=== Texte fourni ===

"""

13Les conférences et débats organisés par la NSS avaient lieu, en général, en fin d’après-midi, afin de constituer le pendant de l’office dominical du matin, et elle s’engagea alors avec autant d’enthousiasme que de conviction dans la voie d’un activisme musclé qui l’amena souvent à faire face à des foules bruyantes et indisciplinées, notamment au « Hall of Science » de Londres (salle de conférences de la NSS) à la sortie duquel elle se fit frapper à plus d’une reprise après avoir pris la parole, notamment au soir d’une des défaites électorales de Bradlaugh, qui donna lieu à des émeutes en 1874. De telles activités de propagande allaient, bien évidemment, à l’encontre des règles de bienséance auxquelles était théoriquement assujettie une femme issue des classes moyennes, tant en raison du caractère « avancé » des causes qu’elle ne cessa jamais de défendre que des moyens qu’elle utilisait pour s’efforcer d’y parvenir. Mais il n’en reste pas moins intéressant de remarquer que, même à une époque où les femmes n’avaient pas le droit de vote, elle réussit à faire son chemin dans les milieux intellectuels et dans la sphère de la libre pensée, qui était pourtant particulièrement masculinisée. C’est là, d’ailleurs, que réside l’un des paradoxes d’une époque qui, bien qu’elle ait souvent cantonné les femmes des classes moyennes et supérieures au sein d’une « sphère séparée », permit néanmoins à certaines d’entre elles de vivre de leur plume et de participer activement à la vie intellectuelle, voire militante, de leur temps, et cela quoi qu’il ait pu en être du déclassement social qu’impliquait assurément un tel activisme. Ainsi, d’autres exemples d’un tel phénomène pourraient aisément être mis en évidence à l’époque, tel celui de la romancière George Eliot (1819-1880), qui fut aussi l’une des intellectuelles les plus brillantes de son temps, ou celui d’Harriet Martineau (1802-1876), journaliste, sociologue et écrivaine qui, contrairement à George Eliot, fut très impliquée dans un militantisme de chaque instant qui l’amena à promouvoir de nombreuses causes sociales, et en particulier celle des femmes.

"""

D'après le texte fourni, à quel moment de la journée la NSS tenait-elle le plus souvent ses conférences et ses débats ? Les données n'ont aucun rapport avec le texte.

=== Données fournies ===

"""

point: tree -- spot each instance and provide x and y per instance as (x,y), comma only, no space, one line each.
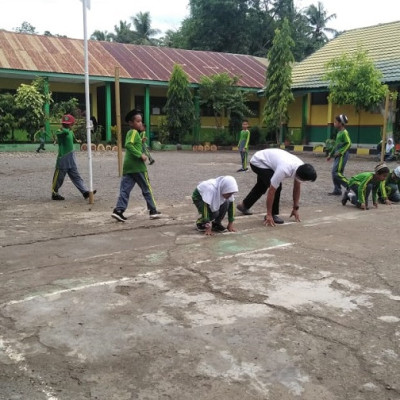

"""

=== Réponse ===
En fin d'après-midi.